◆ Selection:
────────────────────
Joe Doaks' Data Analysis

Discussion in 'Data Sets and Feeds' started by Joe Doaks, Jan 20, 2008.

  1. Hypo, differentiating or differencing? Surely you imply the latter.
     
    #11     Jan 22, 2008
  2. With discrete (not continuous) data, the same thing. Call it sample to sample change if you like. Keep me dishonest.
     
    #12     Jan 22, 2008
  3. Perhaps you could employ the use of frequency doubling to this signature.
     
    #13     Jan 22, 2008
  4. Very insightful! In fact, given that variable B never goes negative, to compare the difference data for A (which WILL have negative samples) we must in effect frequency double the difference values by taking their absolute value, in effect full-wave rectifying. I am several steps ahead of my posting to make sure I make no mis-steps. I thank you for your comment. And it is fun for me that you see where I am going. Do you already know the answer? Half of ET will believe it and the other half won't, so in the end I will have accomplished nothing but having a little mathemagical fun with the great innumerate unwashed.
     
    #14     Jan 22, 2008
  5. Ok, I'll bite.

    The chart of lagged correlations between variable A (Price) and variable B (Volume) confused me. So much so, that I decided to recreate your analysis.

    For the life of me, my brain can't comprehend why the values have such an orderly increase from lags 0 to 30.

    As our lag window increases, why should price level become a better predictor of volume? A price level 30 periods in the future predicts volume better than one 10 periods in the future? WTF?

    I suppose price level would have some predictive value, however I'd expect to see much greater noise in the correlations from lags 0 to 30.

    Perhaps it is because when we lag a time series, we are excluding a portion of the data? That portion happens to be the beginning part of the day when the volatility is greatest...
    Care to enlighten me? I need to brush up on my statistics.

    Thanks,
     
    #15     Jan 23, 2008
  6. Excel file for anyone interested...
────────────────────
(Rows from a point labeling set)
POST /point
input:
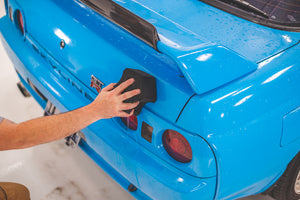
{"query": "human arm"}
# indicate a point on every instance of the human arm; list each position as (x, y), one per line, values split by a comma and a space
(108, 104)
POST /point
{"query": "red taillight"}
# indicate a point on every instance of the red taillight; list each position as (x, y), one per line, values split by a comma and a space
(131, 122)
(20, 21)
(177, 146)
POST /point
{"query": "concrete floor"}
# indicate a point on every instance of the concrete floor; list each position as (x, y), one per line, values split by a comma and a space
(51, 171)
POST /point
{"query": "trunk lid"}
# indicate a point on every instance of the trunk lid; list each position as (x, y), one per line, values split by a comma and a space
(96, 46)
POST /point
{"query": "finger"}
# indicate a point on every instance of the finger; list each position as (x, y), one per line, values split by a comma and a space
(128, 106)
(109, 87)
(128, 95)
(124, 85)
(124, 114)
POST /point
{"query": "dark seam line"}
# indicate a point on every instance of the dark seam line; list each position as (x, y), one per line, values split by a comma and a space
(4, 192)
(184, 107)
(279, 52)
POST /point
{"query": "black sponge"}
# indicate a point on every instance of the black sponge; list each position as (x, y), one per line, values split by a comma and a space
(143, 81)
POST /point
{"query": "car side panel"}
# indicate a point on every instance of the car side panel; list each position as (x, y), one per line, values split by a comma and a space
(243, 123)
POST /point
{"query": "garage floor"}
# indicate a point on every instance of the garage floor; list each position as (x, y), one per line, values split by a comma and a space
(51, 171)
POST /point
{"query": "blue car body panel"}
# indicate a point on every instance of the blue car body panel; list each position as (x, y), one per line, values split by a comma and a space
(229, 86)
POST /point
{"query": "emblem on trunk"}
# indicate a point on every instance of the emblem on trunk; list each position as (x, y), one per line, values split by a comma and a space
(96, 83)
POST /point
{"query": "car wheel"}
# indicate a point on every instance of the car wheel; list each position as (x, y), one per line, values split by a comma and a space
(288, 185)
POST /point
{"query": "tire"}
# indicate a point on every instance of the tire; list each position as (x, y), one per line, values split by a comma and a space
(284, 188)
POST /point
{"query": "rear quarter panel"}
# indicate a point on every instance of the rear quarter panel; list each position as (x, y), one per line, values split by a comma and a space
(243, 123)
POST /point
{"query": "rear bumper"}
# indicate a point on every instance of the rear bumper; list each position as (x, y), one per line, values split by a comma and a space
(119, 155)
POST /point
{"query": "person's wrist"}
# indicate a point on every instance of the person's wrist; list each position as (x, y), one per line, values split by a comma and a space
(94, 111)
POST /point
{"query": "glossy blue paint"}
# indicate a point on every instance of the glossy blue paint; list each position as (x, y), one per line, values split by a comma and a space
(214, 61)
(120, 155)
(228, 85)
(290, 127)
(243, 122)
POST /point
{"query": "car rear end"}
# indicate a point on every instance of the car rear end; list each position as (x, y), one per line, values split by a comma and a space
(56, 46)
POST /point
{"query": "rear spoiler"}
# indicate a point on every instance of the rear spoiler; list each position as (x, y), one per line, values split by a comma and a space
(210, 66)
(125, 19)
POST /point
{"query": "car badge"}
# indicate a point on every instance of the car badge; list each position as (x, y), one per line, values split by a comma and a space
(96, 83)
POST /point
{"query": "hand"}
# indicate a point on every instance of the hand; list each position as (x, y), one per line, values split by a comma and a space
(109, 103)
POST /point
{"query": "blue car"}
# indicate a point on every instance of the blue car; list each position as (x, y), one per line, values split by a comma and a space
(226, 121)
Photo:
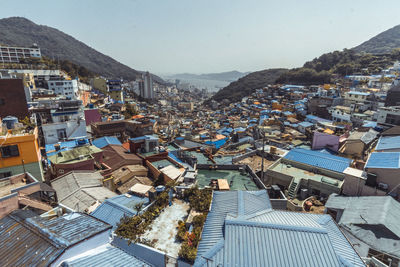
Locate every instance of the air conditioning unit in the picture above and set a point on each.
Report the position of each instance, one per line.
(383, 186)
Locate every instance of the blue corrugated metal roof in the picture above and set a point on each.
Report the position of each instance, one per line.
(70, 228)
(388, 142)
(144, 137)
(305, 124)
(106, 256)
(280, 238)
(318, 159)
(217, 144)
(230, 202)
(105, 141)
(113, 209)
(40, 241)
(384, 160)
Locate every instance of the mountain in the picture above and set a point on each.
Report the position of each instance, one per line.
(211, 81)
(228, 76)
(18, 31)
(384, 42)
(246, 85)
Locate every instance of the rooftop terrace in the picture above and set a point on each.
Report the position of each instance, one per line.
(236, 180)
(304, 174)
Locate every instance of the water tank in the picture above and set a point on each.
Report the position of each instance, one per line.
(9, 121)
(303, 193)
(160, 189)
(81, 142)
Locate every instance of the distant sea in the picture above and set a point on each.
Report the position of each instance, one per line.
(210, 85)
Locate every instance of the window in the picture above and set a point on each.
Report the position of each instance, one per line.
(62, 134)
(5, 174)
(9, 151)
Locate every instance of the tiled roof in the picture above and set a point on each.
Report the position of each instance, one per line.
(105, 256)
(384, 160)
(388, 142)
(280, 238)
(318, 159)
(105, 141)
(37, 241)
(230, 202)
(113, 209)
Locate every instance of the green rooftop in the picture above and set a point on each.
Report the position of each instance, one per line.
(74, 155)
(236, 180)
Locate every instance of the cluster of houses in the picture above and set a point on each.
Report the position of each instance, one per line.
(300, 175)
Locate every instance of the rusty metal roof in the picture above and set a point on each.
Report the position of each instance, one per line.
(37, 241)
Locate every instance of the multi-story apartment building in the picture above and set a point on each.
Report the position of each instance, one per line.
(9, 54)
(60, 120)
(67, 88)
(19, 153)
(390, 115)
(13, 98)
(146, 89)
(114, 89)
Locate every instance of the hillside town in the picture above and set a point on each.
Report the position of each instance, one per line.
(112, 172)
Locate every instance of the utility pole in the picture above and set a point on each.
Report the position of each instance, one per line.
(262, 158)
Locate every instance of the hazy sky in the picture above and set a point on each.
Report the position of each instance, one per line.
(203, 36)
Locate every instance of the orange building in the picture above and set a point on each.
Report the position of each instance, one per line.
(20, 153)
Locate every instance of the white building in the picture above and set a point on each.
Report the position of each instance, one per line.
(340, 113)
(61, 120)
(146, 86)
(390, 115)
(9, 54)
(67, 88)
(355, 96)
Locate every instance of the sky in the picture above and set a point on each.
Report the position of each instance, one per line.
(208, 36)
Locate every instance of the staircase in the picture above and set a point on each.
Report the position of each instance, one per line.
(27, 201)
(293, 188)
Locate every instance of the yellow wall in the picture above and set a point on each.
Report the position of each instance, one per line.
(100, 84)
(27, 146)
(116, 95)
(27, 79)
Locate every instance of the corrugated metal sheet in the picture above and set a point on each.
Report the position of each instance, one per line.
(68, 229)
(37, 241)
(107, 256)
(105, 141)
(20, 246)
(112, 210)
(388, 142)
(273, 238)
(317, 159)
(230, 202)
(80, 190)
(247, 244)
(384, 160)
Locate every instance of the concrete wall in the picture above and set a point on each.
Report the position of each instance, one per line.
(27, 189)
(148, 254)
(86, 245)
(61, 169)
(73, 130)
(322, 140)
(336, 175)
(279, 204)
(273, 177)
(243, 156)
(355, 186)
(8, 204)
(255, 178)
(325, 189)
(34, 168)
(387, 176)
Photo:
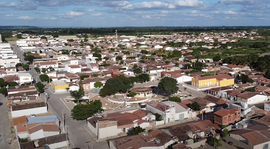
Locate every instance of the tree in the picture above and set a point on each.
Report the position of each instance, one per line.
(137, 71)
(158, 117)
(44, 78)
(82, 77)
(214, 142)
(43, 70)
(118, 58)
(131, 94)
(136, 130)
(267, 74)
(83, 111)
(119, 84)
(216, 58)
(29, 58)
(3, 91)
(40, 87)
(37, 69)
(195, 106)
(98, 84)
(168, 85)
(77, 95)
(175, 99)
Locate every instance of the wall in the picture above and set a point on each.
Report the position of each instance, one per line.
(38, 110)
(58, 145)
(226, 82)
(108, 132)
(257, 99)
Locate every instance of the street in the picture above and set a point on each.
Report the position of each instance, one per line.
(4, 124)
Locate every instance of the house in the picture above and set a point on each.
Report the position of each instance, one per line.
(25, 77)
(249, 98)
(112, 124)
(178, 76)
(142, 92)
(28, 109)
(213, 81)
(226, 117)
(251, 139)
(170, 111)
(156, 139)
(59, 86)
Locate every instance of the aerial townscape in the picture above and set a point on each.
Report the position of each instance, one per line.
(186, 88)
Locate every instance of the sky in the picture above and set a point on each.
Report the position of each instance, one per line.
(122, 13)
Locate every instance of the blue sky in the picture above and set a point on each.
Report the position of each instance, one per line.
(118, 13)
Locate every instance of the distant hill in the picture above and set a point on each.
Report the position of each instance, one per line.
(19, 27)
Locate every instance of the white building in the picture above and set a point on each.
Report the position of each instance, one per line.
(28, 109)
(25, 77)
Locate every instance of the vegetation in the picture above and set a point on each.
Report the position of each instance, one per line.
(158, 117)
(136, 130)
(195, 106)
(168, 85)
(131, 94)
(214, 142)
(83, 111)
(40, 87)
(82, 77)
(119, 84)
(98, 84)
(44, 78)
(77, 95)
(175, 99)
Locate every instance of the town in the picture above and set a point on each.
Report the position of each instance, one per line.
(176, 91)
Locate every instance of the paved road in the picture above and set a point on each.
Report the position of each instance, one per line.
(4, 124)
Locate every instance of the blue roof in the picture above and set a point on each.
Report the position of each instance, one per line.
(42, 119)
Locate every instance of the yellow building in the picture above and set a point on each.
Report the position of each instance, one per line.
(211, 81)
(59, 86)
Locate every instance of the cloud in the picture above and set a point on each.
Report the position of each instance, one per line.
(90, 10)
(26, 18)
(72, 14)
(97, 14)
(9, 15)
(231, 12)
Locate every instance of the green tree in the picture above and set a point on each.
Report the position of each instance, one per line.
(137, 71)
(83, 111)
(267, 74)
(29, 58)
(216, 58)
(77, 95)
(168, 85)
(175, 99)
(43, 70)
(132, 94)
(82, 77)
(118, 58)
(158, 117)
(195, 106)
(214, 142)
(40, 87)
(3, 91)
(44, 78)
(119, 84)
(136, 130)
(37, 69)
(98, 84)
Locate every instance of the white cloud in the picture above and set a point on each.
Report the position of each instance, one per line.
(97, 14)
(231, 12)
(26, 18)
(90, 10)
(188, 3)
(9, 15)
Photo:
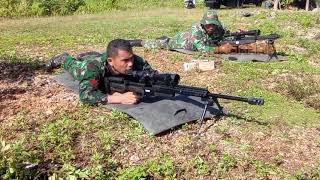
────────────────────
◆ Directions for this task:
Please summarize the forum thread shown above the rows in two sentences.

◆ Correct response:
The posters agree that with discrete data, differentiating and differencing both mean sample-to-sample change, and one reply welcomes a suggestion of frequency doubling, explaining that the differences for variable A must be turned into absolute values to compare them with variable B, which never goes negative. Another poster recreated the lagged correlation analysis between price and volume and asks why the values rise so steadily from lag 0 to 30, wondering whether lagging drops the volatile start of the day.